**Task statement:** Show each line below that contains the string "cloud". Treat uppercase and lowercase letters as distinct.

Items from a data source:
============

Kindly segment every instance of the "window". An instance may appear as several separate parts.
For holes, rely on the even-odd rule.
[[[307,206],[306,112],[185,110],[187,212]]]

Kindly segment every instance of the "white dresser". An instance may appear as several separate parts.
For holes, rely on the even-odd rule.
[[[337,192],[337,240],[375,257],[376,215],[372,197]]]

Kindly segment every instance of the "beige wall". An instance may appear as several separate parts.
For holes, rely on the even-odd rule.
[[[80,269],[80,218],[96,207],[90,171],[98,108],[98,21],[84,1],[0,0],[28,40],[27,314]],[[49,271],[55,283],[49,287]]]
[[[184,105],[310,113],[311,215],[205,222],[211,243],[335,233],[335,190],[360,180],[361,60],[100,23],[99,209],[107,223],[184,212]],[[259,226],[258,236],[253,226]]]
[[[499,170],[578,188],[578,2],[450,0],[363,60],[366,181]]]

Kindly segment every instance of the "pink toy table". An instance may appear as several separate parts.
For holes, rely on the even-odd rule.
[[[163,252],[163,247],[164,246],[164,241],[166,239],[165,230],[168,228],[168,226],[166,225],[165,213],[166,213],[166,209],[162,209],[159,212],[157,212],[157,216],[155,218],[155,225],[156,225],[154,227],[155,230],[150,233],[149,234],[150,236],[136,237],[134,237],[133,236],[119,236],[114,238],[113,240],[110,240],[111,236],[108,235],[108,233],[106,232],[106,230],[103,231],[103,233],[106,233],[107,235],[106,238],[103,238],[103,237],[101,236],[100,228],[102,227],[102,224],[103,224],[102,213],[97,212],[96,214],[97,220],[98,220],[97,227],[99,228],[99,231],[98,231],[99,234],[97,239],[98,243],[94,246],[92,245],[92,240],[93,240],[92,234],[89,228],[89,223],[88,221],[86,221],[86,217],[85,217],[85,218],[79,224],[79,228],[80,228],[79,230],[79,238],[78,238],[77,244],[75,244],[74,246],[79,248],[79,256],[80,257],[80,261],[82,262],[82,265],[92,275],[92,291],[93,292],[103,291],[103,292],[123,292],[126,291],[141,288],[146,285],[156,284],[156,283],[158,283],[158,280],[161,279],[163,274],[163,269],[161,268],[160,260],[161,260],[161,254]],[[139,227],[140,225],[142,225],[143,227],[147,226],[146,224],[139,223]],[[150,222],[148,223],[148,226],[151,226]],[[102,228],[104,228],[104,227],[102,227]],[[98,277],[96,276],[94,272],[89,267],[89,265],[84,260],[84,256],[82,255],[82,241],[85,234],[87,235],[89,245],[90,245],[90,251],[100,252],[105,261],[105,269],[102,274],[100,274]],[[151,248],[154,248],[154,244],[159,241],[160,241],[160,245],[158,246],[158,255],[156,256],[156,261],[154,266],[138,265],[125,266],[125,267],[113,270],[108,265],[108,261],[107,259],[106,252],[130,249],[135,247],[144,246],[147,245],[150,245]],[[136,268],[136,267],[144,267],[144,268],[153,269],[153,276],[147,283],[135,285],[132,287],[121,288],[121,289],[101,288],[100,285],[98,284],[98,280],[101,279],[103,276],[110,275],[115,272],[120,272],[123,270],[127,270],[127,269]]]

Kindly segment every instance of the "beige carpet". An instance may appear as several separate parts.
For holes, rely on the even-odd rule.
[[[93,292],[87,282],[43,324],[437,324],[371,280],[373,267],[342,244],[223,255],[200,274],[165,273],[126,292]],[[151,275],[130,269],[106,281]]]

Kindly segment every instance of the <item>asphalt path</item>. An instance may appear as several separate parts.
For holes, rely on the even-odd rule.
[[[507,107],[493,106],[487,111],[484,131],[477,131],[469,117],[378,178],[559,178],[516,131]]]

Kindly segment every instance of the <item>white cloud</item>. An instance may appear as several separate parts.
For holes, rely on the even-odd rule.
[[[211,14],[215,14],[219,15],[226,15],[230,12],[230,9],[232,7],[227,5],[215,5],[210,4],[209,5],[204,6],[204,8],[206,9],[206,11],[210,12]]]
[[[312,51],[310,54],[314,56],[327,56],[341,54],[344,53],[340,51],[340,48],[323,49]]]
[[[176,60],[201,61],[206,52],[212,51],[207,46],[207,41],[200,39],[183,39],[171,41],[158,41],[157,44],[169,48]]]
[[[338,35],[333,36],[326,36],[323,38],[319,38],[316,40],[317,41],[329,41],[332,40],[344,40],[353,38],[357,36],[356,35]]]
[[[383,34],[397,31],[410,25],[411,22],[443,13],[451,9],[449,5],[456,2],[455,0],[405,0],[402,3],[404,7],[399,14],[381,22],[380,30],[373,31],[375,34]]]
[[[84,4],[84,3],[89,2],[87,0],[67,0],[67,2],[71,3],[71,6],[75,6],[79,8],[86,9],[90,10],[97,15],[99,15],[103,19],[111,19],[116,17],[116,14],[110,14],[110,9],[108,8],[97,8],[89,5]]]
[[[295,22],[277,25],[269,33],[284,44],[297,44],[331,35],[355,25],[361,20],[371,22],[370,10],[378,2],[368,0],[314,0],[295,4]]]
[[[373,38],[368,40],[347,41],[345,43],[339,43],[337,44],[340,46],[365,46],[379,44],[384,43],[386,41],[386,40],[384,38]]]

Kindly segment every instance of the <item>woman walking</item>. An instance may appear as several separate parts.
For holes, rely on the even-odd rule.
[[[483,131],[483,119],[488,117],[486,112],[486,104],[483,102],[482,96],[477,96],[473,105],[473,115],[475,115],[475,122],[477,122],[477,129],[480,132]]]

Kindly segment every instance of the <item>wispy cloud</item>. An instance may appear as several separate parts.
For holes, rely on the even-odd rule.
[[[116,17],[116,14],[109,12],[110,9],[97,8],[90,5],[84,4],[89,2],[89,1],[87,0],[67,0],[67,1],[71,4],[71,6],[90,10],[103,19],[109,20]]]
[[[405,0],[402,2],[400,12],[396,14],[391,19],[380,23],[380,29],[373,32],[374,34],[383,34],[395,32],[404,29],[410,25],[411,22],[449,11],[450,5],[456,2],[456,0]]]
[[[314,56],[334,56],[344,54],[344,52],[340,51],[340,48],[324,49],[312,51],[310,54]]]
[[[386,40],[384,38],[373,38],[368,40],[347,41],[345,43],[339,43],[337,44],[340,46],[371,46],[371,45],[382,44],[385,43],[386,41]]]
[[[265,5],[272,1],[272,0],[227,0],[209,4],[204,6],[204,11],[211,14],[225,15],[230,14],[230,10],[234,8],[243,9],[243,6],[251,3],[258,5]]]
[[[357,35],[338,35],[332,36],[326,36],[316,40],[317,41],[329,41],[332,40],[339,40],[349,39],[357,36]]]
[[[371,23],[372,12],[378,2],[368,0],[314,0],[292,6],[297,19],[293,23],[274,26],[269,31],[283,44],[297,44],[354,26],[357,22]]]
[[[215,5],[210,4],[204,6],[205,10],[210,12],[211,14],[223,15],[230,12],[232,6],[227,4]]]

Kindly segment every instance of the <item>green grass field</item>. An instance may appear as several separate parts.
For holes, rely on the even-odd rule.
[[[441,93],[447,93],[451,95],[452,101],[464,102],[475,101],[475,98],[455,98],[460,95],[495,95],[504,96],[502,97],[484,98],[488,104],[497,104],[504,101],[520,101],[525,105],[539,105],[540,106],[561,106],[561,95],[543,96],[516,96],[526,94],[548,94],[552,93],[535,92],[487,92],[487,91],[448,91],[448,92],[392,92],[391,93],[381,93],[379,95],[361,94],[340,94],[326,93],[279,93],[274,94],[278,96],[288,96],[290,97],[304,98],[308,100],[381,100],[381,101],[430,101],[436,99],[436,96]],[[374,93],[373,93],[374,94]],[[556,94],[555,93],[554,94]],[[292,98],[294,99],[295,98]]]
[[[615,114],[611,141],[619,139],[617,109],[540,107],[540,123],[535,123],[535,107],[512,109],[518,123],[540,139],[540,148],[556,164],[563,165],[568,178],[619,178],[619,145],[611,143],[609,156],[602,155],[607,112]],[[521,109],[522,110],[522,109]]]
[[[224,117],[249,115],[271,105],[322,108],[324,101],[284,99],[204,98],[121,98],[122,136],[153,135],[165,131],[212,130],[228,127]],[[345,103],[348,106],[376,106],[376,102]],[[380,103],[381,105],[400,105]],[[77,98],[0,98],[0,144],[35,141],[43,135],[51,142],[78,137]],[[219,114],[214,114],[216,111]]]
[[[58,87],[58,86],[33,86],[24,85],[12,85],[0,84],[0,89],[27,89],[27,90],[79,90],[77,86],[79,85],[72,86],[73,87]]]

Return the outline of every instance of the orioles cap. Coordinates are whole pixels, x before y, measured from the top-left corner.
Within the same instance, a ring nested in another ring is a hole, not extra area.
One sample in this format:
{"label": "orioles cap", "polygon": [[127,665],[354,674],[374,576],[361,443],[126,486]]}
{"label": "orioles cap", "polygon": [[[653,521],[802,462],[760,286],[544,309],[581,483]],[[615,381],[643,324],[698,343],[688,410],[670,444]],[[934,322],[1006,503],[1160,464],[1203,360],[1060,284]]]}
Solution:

============

**Output:**
Kindly segment every instance of the <item>white cloud</item>. An instance may appear as several separate parts.
Kindly segment every instance of the <item>wispy cloud</item>. An instance may appear as several separate parts.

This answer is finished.